HIP Announcement: From Resistance to “Reconciliation”: Ruminations on Decolonization from a Feminist Metis

On Thursday October 5, 2017, the Graduate Program in Gender, Feminist and Women's Studies and the Centre for Feminist Research presents the Graduate Program's annual lecture. This year's lecture titled 'From Resistance to "Reconciliation": Ruminations on Decolonization from a Feminist Metis' is with Dr. Emma LaRocque.

About the Lecture
The current trend to conflate "reconciliation" as decolonization threatens to obscure and obstruct Indigenous decolonization efforts. In particular, race and gender power imbalances continue to figure large in our society. The question arises: how can we resists colonizing forces under the pressure of reconciliation? And can feminist analysis (and allies) assist in shattering colonial lenses and in the rebuilding of Indigenous cultures and presence?

- PROVIDED RECORDS:
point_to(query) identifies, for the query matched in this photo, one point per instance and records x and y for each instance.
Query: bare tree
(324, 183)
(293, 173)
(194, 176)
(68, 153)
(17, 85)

- EXERCISE TASKS:
1. Rewrite the lecture announcement, starting with "On Thursday October" and going on through "cultures and presence?", putting "country" in place of "society".
2. According to the lecture announcement, why is the current trend of treating "reconciliation" as decolonization a problem?
3. Carry on writing the lecture announcement from the point where it ends.

- ANSWERS FOR THE TASKS:
1.
On Thursday October 5, 2017, the Graduate Program in Gender, Feminist and Women's Studies and the Centre for Feminist Research presents the Graduate Program's annual lecture. This year's lecture titled 'From Resistance to "Reconciliation": Ruminations on Decolonization from a Feminist Metis' is with Dr. Emma LaRocque.

About the Lecture
The current trend to conflate "reconciliation" as decolonization threatens to obscure and obstruct Indigenous decolonization efforts. In particular, race and gender power imbalances continue to figure large in our country. The question arises: how can we resists colonizing forces under the pressure of reconciliation? And can feminist analysis (and allies) assist in shattering colonial lenses and in the rebuilding of Indigenous cultures and presence?

2. The trend of conflating "reconciliation" with decolonization threatens to obscure and obstruct Indigenous decolonization efforts.

3.
About the Speaker
Dr. Emma LaRocque is a scholar, author, poet and professor in the Department of Native Studies, University of Manitoba, and one of the most recognized and respected Native Studies scholars today. Dr. LaRocque has been a significant figure in the growth and development of Native studies as a teaching disciple and an intellectual field of study. She has developed most of the core undergraduate courses and contributed to the development of graduate studies in Native Studies Department at the University of Manitoba, where she has been teaching since 1977. LaRocque is originally from a Cree-speaking and land-based Metis family and community from northeastern Alberta.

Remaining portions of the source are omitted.